| TEXTE DE LECTURE |
____
3) Une évolution du type d’actions soutenues

Le premier contrat de plan (1984-1988) s’est surtout intéressé au soutien de la recherche dans les secteurs jugés prioritaires (biotechnologies, matériaux, filière électronique) et au développement des filières technologiques (IUT et écoles d’ingénieurs) ; les filières universitaires générales ont été en revanche peu soutenues. Il a également favorisé le développement du transfert de technologie. A partir de 1986 a également commencé pour les villes et les conseils généraux le soutien à la création d’antennes universitaires.
Le second contrat de plan (1989-1993) correspond au cœur d’Université2000. Il se caractérise par l’accroissement sur tout le territoire national des capacités d’accueil pour faire face à l’augmentation rapide du nombre d’étudiants, le développement des IUT en villes moyennes et la création des universités nouvelles. C’est dans cette même période (1991) que se met en place le plan de renforcement de la recherche en région qui vise explicitement à développer les pôles d’excellences régionaux. Ces objectifs seront poursuivis par le 3ème contrat de plan (1994-1999).
La quatrième génération (200-2006) accorde une part importante à la recherche universitaire en liaison avec les grands organismes de recherche, aux bibliothèques, au logement étudiant. Elle couvre pour la première fois les sciences humaines et sociales (construction de locaux, création de maisons des sciences de l’homme). Elle prend en compte pour la première fois les insuffisances du patrimoine immobilier en Ile de France avec le démarrage d’opérations de grande ampleur (transfert de Paris VII sur la ZAC Tolbiac et installation sur ce même site du pole langues et civilisations).
____
| DONNÉES EXTRAITES |
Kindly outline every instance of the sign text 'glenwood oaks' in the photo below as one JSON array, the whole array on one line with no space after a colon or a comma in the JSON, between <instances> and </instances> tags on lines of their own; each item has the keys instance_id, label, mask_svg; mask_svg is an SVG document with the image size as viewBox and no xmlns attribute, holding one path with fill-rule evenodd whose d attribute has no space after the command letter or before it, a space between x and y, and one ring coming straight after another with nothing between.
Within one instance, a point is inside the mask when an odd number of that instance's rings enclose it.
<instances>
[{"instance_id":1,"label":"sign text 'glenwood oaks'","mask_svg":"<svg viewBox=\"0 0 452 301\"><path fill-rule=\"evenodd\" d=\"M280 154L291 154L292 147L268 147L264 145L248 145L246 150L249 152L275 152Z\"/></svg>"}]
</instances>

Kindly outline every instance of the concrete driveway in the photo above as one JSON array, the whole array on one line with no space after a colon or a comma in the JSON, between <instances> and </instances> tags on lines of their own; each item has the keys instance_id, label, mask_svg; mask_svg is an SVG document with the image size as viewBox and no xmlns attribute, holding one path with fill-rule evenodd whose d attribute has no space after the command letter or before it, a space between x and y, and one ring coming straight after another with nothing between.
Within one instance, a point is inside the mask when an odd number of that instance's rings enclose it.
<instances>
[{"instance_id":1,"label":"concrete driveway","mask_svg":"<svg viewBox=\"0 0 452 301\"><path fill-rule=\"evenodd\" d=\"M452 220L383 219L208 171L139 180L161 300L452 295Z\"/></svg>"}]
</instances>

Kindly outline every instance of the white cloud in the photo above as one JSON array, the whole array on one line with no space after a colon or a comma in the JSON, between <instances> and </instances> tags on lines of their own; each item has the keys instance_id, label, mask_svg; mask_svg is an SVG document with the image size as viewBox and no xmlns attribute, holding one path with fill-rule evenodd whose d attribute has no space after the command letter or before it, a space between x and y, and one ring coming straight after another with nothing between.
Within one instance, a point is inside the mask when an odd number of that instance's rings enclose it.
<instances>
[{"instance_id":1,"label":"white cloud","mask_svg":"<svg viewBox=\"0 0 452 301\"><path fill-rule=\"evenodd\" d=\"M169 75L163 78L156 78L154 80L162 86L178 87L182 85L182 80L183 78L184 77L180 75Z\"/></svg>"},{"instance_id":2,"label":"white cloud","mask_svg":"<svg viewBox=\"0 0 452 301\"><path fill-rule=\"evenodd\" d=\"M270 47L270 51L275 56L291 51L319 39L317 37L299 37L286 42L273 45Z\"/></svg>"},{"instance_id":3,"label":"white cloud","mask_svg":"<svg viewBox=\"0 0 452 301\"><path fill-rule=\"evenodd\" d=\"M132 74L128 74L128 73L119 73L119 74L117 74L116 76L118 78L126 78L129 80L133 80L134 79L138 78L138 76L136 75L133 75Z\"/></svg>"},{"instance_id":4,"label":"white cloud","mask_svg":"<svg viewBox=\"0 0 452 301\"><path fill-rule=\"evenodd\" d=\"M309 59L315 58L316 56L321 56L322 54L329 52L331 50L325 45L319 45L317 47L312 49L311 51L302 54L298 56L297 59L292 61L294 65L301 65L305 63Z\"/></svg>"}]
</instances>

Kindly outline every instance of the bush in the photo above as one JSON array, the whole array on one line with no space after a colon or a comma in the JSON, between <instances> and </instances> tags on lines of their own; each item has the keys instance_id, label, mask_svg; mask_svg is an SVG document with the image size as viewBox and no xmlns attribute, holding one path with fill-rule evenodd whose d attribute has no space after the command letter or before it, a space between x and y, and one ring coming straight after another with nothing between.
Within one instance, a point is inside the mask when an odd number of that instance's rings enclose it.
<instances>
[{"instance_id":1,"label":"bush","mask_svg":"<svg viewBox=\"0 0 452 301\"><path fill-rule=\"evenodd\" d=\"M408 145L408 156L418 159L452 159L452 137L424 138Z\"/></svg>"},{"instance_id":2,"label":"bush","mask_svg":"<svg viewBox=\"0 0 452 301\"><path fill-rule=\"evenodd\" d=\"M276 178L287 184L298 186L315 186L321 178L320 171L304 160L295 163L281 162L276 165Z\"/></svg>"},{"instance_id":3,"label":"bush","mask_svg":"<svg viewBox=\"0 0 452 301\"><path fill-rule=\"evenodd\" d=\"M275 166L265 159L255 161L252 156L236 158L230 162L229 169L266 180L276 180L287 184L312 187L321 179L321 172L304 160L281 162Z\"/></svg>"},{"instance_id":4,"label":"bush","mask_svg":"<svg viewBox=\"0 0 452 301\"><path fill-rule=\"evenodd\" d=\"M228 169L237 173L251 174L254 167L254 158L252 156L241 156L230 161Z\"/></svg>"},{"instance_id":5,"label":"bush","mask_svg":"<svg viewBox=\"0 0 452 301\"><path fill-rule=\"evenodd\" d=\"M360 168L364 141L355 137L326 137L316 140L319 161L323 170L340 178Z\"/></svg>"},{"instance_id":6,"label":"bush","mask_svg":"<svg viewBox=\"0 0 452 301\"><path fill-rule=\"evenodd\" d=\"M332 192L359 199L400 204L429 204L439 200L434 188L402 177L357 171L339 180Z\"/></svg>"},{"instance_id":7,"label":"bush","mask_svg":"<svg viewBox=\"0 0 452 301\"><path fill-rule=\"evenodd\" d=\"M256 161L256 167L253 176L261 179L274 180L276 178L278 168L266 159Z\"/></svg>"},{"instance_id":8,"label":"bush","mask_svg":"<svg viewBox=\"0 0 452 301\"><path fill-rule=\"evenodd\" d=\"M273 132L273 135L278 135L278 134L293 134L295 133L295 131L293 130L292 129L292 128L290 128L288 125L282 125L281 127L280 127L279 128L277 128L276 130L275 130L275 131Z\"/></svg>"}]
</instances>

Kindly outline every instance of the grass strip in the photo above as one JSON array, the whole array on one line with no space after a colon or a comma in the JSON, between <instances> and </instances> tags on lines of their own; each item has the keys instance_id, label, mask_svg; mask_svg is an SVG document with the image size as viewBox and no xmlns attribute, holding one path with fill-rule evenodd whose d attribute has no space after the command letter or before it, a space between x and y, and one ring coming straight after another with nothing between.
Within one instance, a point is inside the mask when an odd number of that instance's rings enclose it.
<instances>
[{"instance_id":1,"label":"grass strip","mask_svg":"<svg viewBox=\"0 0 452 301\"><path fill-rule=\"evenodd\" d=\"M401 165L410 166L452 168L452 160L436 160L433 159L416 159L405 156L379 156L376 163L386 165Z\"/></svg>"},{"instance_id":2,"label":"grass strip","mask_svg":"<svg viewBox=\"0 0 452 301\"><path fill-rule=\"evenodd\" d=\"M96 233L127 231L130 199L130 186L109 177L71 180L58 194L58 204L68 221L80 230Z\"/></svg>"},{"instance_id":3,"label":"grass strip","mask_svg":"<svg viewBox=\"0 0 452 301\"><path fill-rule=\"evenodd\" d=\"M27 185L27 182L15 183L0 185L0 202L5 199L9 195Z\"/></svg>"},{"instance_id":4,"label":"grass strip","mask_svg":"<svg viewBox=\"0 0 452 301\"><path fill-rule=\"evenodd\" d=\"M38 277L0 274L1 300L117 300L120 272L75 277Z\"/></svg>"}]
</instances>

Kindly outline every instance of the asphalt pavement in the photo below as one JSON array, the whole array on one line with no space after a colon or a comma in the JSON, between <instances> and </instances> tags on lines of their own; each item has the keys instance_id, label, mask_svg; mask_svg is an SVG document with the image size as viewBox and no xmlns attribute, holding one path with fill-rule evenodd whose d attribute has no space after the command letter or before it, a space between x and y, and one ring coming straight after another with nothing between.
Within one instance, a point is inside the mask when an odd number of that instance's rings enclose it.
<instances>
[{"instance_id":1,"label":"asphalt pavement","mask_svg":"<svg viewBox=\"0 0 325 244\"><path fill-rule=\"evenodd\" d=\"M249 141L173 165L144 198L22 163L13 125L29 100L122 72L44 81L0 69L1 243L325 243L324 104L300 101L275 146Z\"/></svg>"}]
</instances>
____
| EXERCICES PROPOSÉS |
A) Recopiez à l'identique le passage du texte sur les contrats de plan commençant par "Le premier contrat" et se terminant par "création d’antennes universitaires.".
B) Rédigez la suite du texte sur les contrats de plan en reprenant après sa dernière phrase.

| RÉPONSES DANS L'ORDRE |
A)
Le premier contrat de plan (1984-1988) s’est surtout intéressé au soutien de la recherche dans les secteurs jugés prioritaires (biotechnologies, matériaux, filière électronique) et au développement des filières technologiques (IUT et écoles d’ingénieurs) ; les filières universitaires générales ont été en revanche peu soutenues. Il a également favorisé le développement du transfert de technologie. A partir de 1986 a également commencé pour les villes et les conseils généraux le soutien à la création d’antennes universitaires.

B)
Les contrats de plan n’épuisent pas toutefois les formes d’aide à l’enseignement supérieur pratiquées par les collectivités territoriales comme par exemple l’octroi de bourses de thèse ou de mobilité à l’étranger, l’aide à l’accueil des chercheurs étrangers et le financement de chaires d’excellence. La connaissance des politiques territoriales en matière d’enseignement supérieure et de recherche est notoirement insuffisante

4)Les raisons de cet engagement accru

L’enseignement supérieur et la recherche qui lui sont associés sont vus progressivement comme un facteur de développement économique régional ou local. Ce sentiment est d’abord le corollaire des assises de la recherche et les lois de 1982 relative à la recherche et de 1984 relative à l’enseignement supérieur ont clairement affiché comme objectifs le développement régional.. Ce sentiment s’est renforcé en raison de difficultés économiques ; l’implantation de filières technologiques ou professionnelles, le développement de la recherche ont fait partie systématiquement des mesures proposées en faveur de pôles de conversion (Nord, Lorraine) elles ont dans cette dernière région, contribué à renforcer la spécialisation des universités lorraines dans les sciences pour l’ingénieur (c implantation de l’INRIA et d’un centre de Supelec). Elles sont appelées systématiquement au secours des villes touchées par les industries d’armement(Bourges, Roanne, Tulle, Tarbes), par les licenciements de Michelin (Clermont -Ferrand) ou les difficultés de Moulinex même si l’impact réel de ces mesures sur le redressement économique réel d’un bassin d’emploi n’est pas évident.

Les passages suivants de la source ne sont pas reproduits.